◆ **検討用本文**:
分かってはいたけど、それにしてもボリウッド
がプロパーの人たちが持つ俳優の身体性に対する認識のつまらない均質さにはあきれる。大先生にしてからがジュニアの「デブ時代のもの」をいくらやっても仕方ないというような考えを隠しもしないし、笑えると思ってる。別のボリ・プロパーの人なんて、WAR2ですら、「リティクと並ぶと(鍛えてるとはいえ体が貧相で)可哀そうとか言ってた。彼らがそうだということは、北インドの観衆も大体そんな感じなんだろう。デブ時代から贔屓にしてきたこちらとしては、何言ってんだ、だが。あの丸々とした童顔の若造が持つ演技力と秘められた底知れない業の淀みを見抜き、全面的に受け入れたテルグの衆の見識の高さはすごいのだ。
https://cinemaasia.hatenablog.com/entry/2025/11/20/233000
Red Rain (Malayalam/2023)をDVDで。
近年快作を連発してホラーの第一人者になりつつあるラーフル・サダーシヴァン監督のデビュー作。低予算で製作された本作が興行的に失敗したあと2022年Bhoothakaalamまで沈黙した。何とも言えない奇妙な映画。2001年に実際にイドゥッキで起きた、赤い雨の降雨と火を吐く何かが空を横切った事件に想を得ている。科学者が恩師の孫娘、弟分の青年、2人のイタリア人とともに、侵入禁止の山中に分け入り、恐怖体験ののちに地球外生命体と邂逅するという物語。ドラマとしてはダメダメで、101分しかないのは途中で資金が尽きたからなのかと疑わざるを得ない。科学者の行方不明の弟のエピソードが宙ぶらりん、道行の意図も不明。道中の沿道での不気味なあれこれも雰囲気を盛り上げるだけで終わっている。邂逅後を端折りすぎ。シャーリの顔が怖い。地球外生命体がチャチ。しかし冒頭パーラッカードでの不可思議な火柱が空を横切るシーンの予兆に満ちた描写は見事。途中からフッテージものの技法が挿入される。無音や、生活音の一部だけを抽出するような音響処理も含め全体としてホラーの作り。
Avihitham (Malayalam/2025)をオンラインで。
Padminiでほほうと思ったセンナ・ヘグデ監督の最新作。僅か100分超。カーサラゴードのど田舎カーニャンガードが舞台。家を離れて泊まり込みで働くことの多い宮大工の男の妻が隣家の男と不倫をしている(ただし女の顔ははっきりとは見えない)のを目撃した近所の男が、宮大工の家に恩義がある仕立て屋にそれを打ち明け、次の夜には2人で張り込み、疑惑を確信に変える。そして2人は不倫妻をとっちめなければならぬという使命感に燃え、夫やその父の棟梁などに知らせ、さらに多くの人とそのことを共有することになる。この間のPonmanでもそうだったけど、「スーパーマンでも聖人君子でもない、欠点もあるカタギの一般人」の許容範囲がどう考えても日本人よりも広い。そういう意味でマラヤーラム語映画の世話物は怖い。ただまあ、限界集落ヴィレッジ・ホラーにもなりえる素材を本作はギリギリのところでコメディーにしている。カーニャンガードは調べてみれば景勝地もあるエリア。舞台となる家を取り囲むのは緑豊な自然だが、美しさよりは田舎の退屈さの方が印象に残るようになっている。

◆ **情報の活用**:
**a.** 本文に基づき、次の問いに答えてください。
(i) Red Rainの興行的失敗のあと、監督が沈黙を破った作品は何年の何という作品か。
(ii) Red Rainが着想を得た事件は、何年にどこで起きたか。
(iii) Avihithamの舞台とされている土地はどこか。
**b.** 次の各記述が本文の内容と合致するかを判定し、根拠となる本文の語句をそのまま引用してください。
(i) Red Rainの上映時間は101分である。
(ii) Avihithamは映画館で鑑賞された。
(iii) Red Rainでは途中からフッテージものの技法が使われている。
**c.** 本文のうち、「https://cinemaasia.hatenablog.com/entry/2025/11/20/233000」から「含め全体としてホラーの作り。」までの部分を、両端を含めて一字一句変えずに出力してください。

◆ **利用可能なデータ**:
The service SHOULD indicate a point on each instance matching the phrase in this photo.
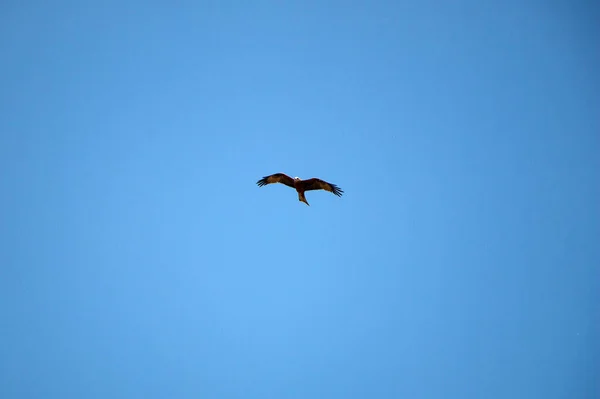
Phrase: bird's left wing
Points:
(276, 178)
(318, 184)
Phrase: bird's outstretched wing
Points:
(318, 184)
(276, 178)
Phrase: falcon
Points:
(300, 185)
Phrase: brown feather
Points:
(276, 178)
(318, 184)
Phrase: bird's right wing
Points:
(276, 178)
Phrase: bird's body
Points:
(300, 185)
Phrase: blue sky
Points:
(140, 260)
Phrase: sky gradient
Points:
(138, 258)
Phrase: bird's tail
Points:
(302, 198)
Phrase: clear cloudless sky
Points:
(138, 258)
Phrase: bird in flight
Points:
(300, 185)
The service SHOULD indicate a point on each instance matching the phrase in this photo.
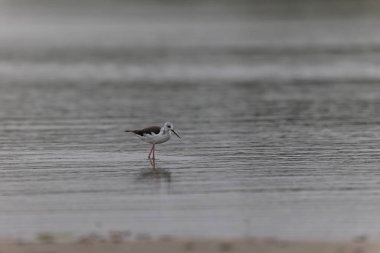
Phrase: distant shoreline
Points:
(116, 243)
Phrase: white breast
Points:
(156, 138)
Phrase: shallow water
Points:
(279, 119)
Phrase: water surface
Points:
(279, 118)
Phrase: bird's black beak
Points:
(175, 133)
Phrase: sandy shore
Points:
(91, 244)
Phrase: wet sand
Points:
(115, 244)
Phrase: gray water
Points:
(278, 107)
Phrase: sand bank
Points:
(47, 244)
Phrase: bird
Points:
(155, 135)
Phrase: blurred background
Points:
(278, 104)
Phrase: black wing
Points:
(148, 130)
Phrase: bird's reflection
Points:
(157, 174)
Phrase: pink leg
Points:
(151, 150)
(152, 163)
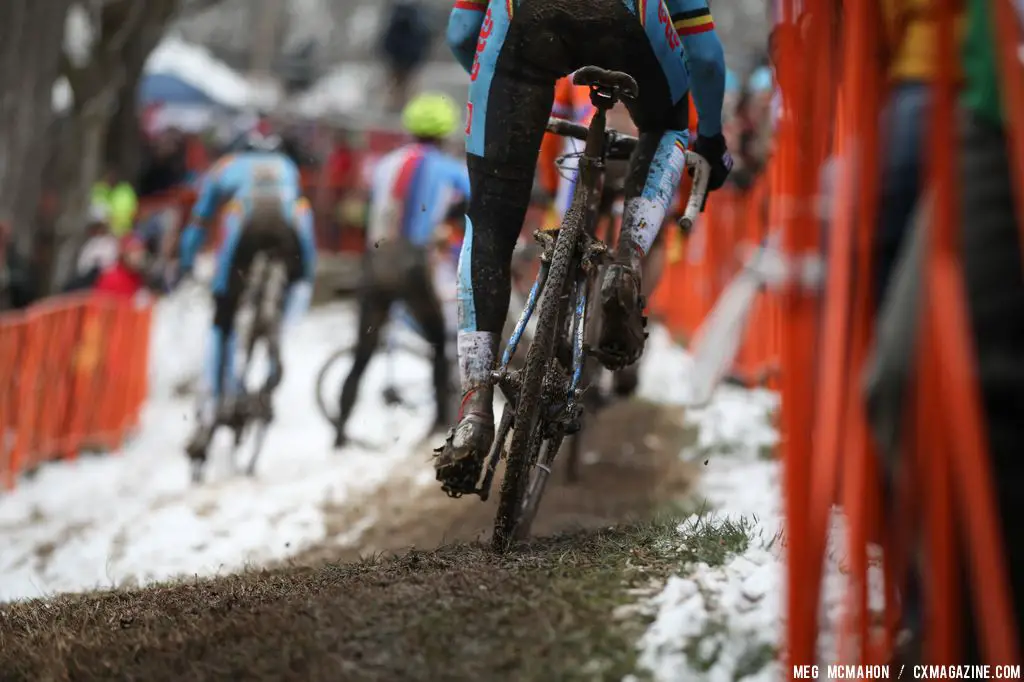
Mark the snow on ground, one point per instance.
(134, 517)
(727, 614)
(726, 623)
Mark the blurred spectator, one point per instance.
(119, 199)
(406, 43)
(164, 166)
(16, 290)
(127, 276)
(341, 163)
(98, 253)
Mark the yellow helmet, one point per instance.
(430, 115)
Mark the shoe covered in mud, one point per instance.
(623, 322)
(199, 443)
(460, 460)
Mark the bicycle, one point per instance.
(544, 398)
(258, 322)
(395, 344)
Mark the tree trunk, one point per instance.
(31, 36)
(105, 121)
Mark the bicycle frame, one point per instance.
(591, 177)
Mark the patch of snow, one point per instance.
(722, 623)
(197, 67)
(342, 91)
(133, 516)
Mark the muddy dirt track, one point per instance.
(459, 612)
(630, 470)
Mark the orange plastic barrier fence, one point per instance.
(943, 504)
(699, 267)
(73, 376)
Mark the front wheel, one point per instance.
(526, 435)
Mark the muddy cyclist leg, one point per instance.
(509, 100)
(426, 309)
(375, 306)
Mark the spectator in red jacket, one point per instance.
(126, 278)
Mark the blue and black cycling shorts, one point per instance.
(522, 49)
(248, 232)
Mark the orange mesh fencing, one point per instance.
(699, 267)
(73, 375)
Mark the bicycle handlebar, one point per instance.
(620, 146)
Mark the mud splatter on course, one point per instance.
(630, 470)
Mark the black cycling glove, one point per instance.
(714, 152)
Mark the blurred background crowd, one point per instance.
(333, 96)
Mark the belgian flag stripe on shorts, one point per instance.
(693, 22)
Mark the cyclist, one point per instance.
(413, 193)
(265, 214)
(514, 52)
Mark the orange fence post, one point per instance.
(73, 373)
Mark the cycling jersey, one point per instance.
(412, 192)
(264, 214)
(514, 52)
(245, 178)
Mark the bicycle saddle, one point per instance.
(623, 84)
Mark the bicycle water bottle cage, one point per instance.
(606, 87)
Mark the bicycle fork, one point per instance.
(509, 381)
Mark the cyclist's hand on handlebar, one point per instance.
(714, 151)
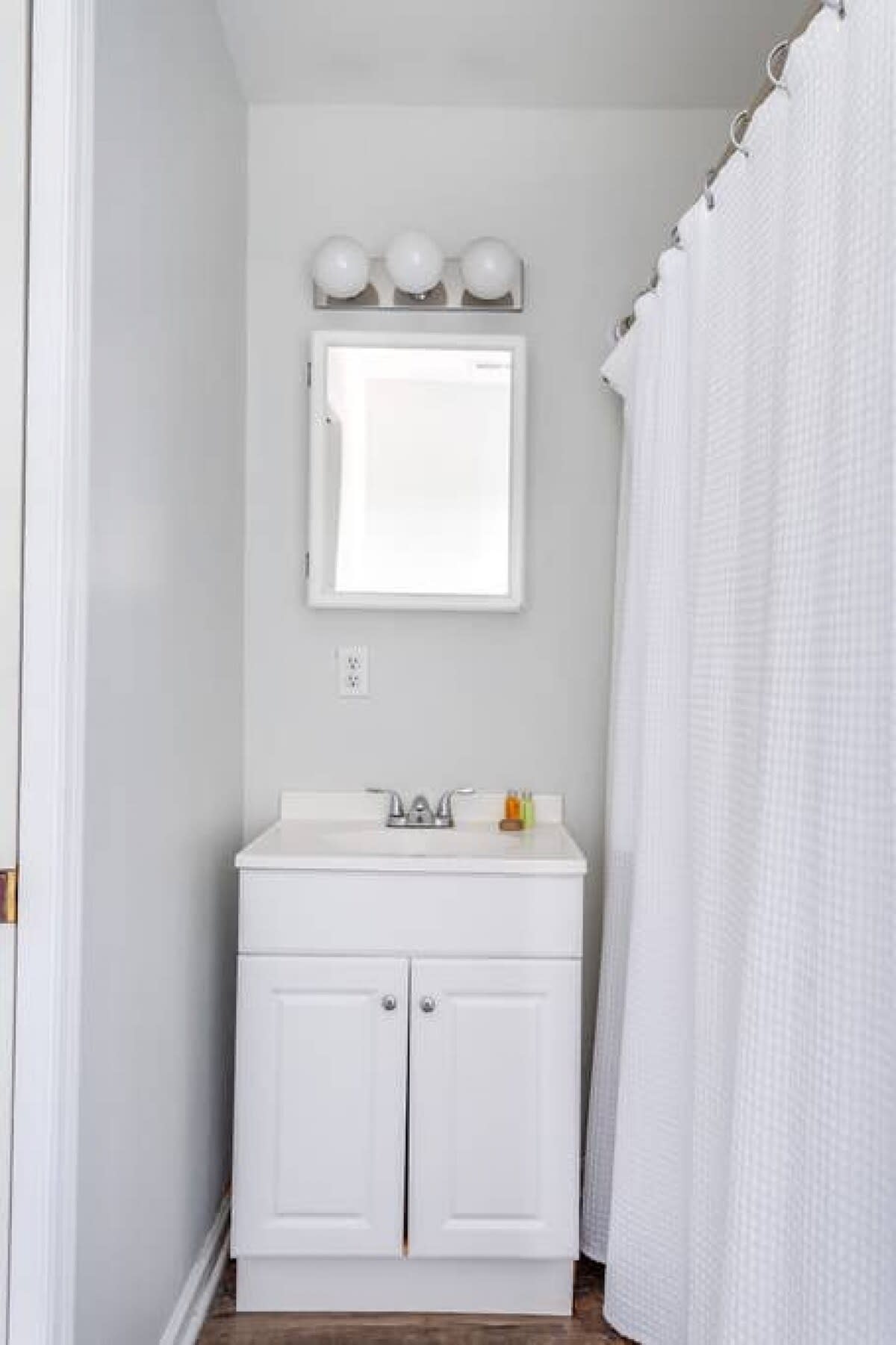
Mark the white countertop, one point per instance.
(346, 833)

◆ **設問別解答**:
**a.**
(i) 2022年のBhoothakaalam
(ii) 2001年、イドゥッキ
(iii) カーサラゴードのど田舎カーニャンガード

**b.**
(i) はい。「101分しかないのは途中で資金が尽きたからなのかと疑わざるを得ない」
(ii) いいえ。「Avihitham (Malayalam/2025)をオンラインで。」
(iii) はい。「途中からフッテージものの技法が挿入される。」

**c.**
https://cinemaasia.hatenablog.com/entry/2025/11/20/233000
Red Rain (Malayalam/2023)をDVDで。
近年快作を連発してホラーの第一人者になりつつあるラーフル・サダーシヴァン監督のデビュー作。低予算で製作された本作が興行的に失敗したあと2022年Bhoothakaalamまで沈黙した。何とも言えない奇妙な映画。2001年に実際にイドゥッキで起きた、赤い雨の降雨と火を吐く何かが空を横切った事件に想を得ている。科学者が恩師の孫娘、弟分の青年、2人のイタリア人とともに、侵入禁止の山中に分け入り、恐怖体験ののちに地球外生命体と邂逅するという物語。ドラマとしてはダメダメで、101分しかないのは途中で資金が尽きたからなのかと疑わざるを得ない。科学者の行方不明の弟のエピソードが宙ぶらりん、道行の意図も不明。道中の沿道での不気味なあれこれも雰囲気を盛り上げるだけで終わっている。邂逅後を端折りすぎ。シャーリの顔が怖い。地球外生命体がチャチ。しかし冒頭パーラッカードでの不可思議な火柱が空を横切るシーンの予兆に満ちた描写は見事。途中からフッテージものの技法が挿入される。無音や、生活音の一部だけを抽出するような音響処理も含め全体としてホラーの作り。